ENTRIES SHOWN:
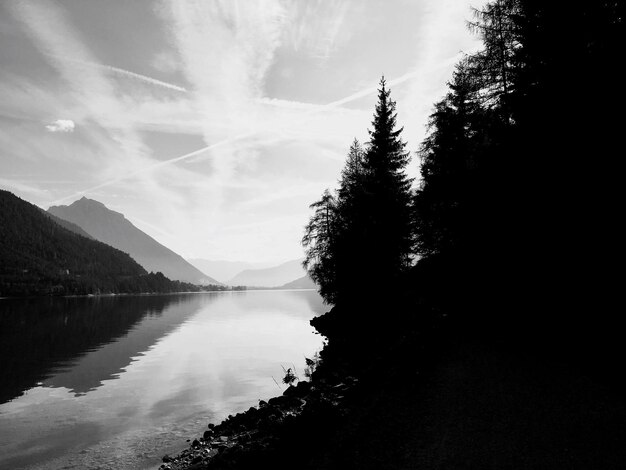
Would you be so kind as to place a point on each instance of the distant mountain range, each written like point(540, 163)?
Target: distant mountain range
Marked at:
point(270, 277)
point(114, 229)
point(305, 282)
point(40, 255)
point(222, 270)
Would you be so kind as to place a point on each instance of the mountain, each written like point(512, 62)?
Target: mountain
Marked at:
point(305, 282)
point(39, 256)
point(114, 229)
point(224, 270)
point(68, 225)
point(270, 277)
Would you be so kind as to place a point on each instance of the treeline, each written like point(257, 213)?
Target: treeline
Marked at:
point(40, 257)
point(513, 225)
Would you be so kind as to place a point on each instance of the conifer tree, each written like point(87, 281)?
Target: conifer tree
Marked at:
point(387, 192)
point(369, 231)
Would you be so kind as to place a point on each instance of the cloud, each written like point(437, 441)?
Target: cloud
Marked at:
point(61, 125)
point(123, 73)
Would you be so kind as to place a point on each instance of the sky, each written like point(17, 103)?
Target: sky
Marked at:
point(212, 125)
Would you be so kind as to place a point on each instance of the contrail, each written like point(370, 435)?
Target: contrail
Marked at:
point(122, 72)
point(334, 104)
point(152, 167)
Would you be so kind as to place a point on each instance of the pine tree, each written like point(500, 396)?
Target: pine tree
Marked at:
point(387, 192)
point(320, 247)
point(363, 235)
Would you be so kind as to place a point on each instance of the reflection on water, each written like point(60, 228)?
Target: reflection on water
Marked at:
point(115, 382)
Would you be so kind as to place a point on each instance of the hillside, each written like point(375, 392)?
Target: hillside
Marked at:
point(223, 270)
point(39, 256)
point(270, 277)
point(114, 229)
point(305, 282)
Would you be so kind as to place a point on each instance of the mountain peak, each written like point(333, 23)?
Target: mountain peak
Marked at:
point(85, 201)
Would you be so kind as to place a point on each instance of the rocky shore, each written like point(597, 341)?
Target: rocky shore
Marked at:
point(264, 433)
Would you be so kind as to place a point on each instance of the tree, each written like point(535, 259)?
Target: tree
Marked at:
point(320, 250)
point(387, 234)
point(364, 233)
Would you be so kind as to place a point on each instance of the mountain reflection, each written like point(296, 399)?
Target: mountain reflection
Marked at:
point(77, 343)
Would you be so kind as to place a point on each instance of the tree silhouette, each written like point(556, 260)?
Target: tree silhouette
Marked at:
point(365, 231)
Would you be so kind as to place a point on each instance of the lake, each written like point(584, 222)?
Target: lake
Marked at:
point(117, 382)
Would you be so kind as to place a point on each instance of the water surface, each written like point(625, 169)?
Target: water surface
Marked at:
point(116, 382)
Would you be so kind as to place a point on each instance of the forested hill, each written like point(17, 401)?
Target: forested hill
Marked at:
point(39, 256)
point(114, 229)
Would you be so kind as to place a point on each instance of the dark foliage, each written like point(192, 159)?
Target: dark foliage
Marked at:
point(364, 231)
point(40, 257)
point(518, 199)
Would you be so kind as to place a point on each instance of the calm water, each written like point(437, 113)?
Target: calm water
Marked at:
point(117, 382)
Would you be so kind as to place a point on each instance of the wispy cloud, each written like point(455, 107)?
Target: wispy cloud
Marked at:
point(123, 73)
point(61, 125)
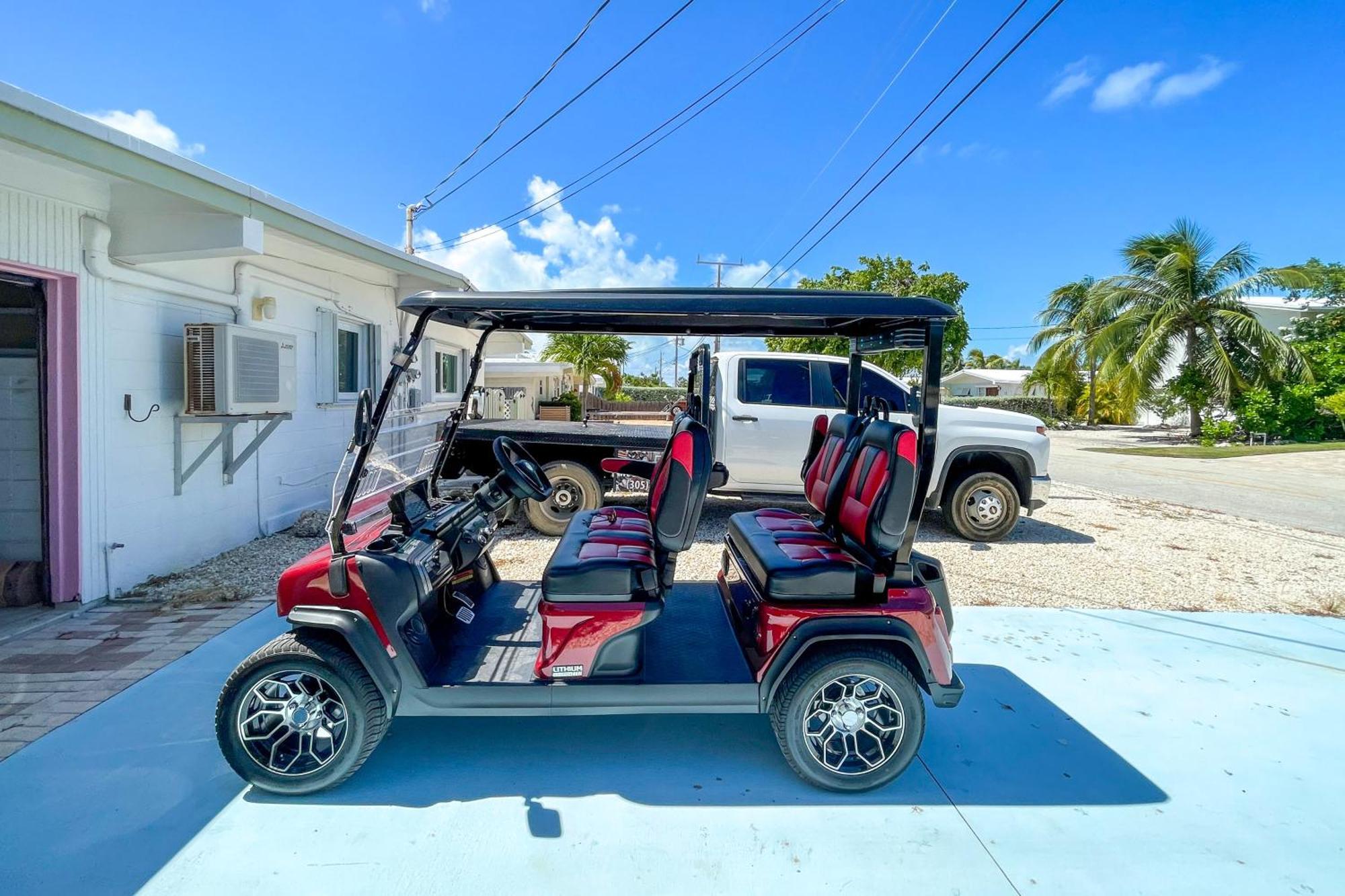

AIM: Please copy all of the records above word for word, leaving out the pictures.

RESPONSE:
Would you be so kind as to place a point on each instance of the distant mountain range, each written like point(540, 163)?
Target: distant mountain range
Marked at:
point(270, 277)
point(114, 229)
point(305, 282)
point(40, 255)
point(222, 270)
Would you be so kind as to place a point on each instance of the mountain, each written like point(512, 62)?
Target: mountain
Marked at:
point(305, 282)
point(39, 256)
point(114, 229)
point(224, 270)
point(68, 225)
point(270, 277)
Would you be so kind as to place a point on each instance of the treeline, each written like point(257, 213)?
Target: treeline
Marked at:
point(40, 257)
point(513, 225)
Would you be so kind as to place a point on each instance of the conifer tree, each written like point(87, 281)?
Target: conifer tree
Marked at:
point(387, 192)
point(369, 231)
Would you be so kind as to place a point on each instance of the cloud, each written like point(437, 441)?
Target: cloud
Marked at:
point(61, 125)
point(123, 73)
Would you be so kind as to place a point on each instance of the sky, each written like point(17, 103)?
Target: sky
Marked at:
point(212, 125)
Would you be so kind as to place a point on each instance of the contrail, each written like point(370, 435)?
Target: contrail
Marked at:
point(122, 72)
point(334, 104)
point(152, 167)
Would you be so kind as to place a point on each instance of the pine tree, each written like point(500, 396)?
Target: pine tree
Marked at:
point(387, 192)
point(320, 247)
point(363, 235)
Would you be so kind as to place a point on each instance of the reflection on water, each written like point(60, 228)?
Target: reflection on water
Marked at:
point(115, 382)
Would you be so kind as to place a point on each instance of the hillside, each written like point(375, 392)?
Target: hillside
Marked at:
point(223, 270)
point(39, 256)
point(270, 277)
point(114, 229)
point(305, 282)
Would you be so kind as to place a point on each instance of the mountain peak, each written like point(333, 23)?
Target: mountain peak
Marked at:
point(85, 201)
Would you be so kind as to place a point on each instance of the rocky shore, each written like point(597, 341)?
Target: rocky shore
Marked at:
point(264, 433)
Would you be so kind as to place a point on each instance of the tree, each written like point(535, 259)?
Target: tree
Marked at:
point(320, 250)
point(387, 234)
point(364, 233)
Would you be so kind as to place a point on each instance of the mountain reflection, each written like point(296, 399)?
Target: mountain reflection
Marked at:
point(77, 343)
Would you be so kind as to place a point on each instance of the tree silhouette, each written like point(556, 260)?
Target: tree silhouette
Marked at:
point(365, 231)
Would you be so kind as to place a point on each instance of the lake, each written like point(584, 222)?
Target: lake
Marked at:
point(117, 382)
Would you be so kind as to place a point on each instance of the water surface, each written like point(625, 169)?
Target: water surface
Marked at:
point(116, 382)
Would you be so kind as to place a point on each instance of the forested hill, each written like point(17, 401)?
Target: forested hill
Marked at:
point(39, 256)
point(114, 229)
Would you be so kind as to place a point on each instance of the dark foliage, each written like point(192, 159)?
Target: dark foliage
Marked at:
point(364, 231)
point(40, 257)
point(518, 199)
Would you be so kind as to place a point on each instance of the calm water, each written like point(437, 113)?
Target: calm water
Marked at:
point(117, 382)
Would you be so kind as to place a point on each instance of the wispy cloud, each written like point(455, 107)?
Target: wispy cloud
Marked at:
point(123, 73)
point(61, 125)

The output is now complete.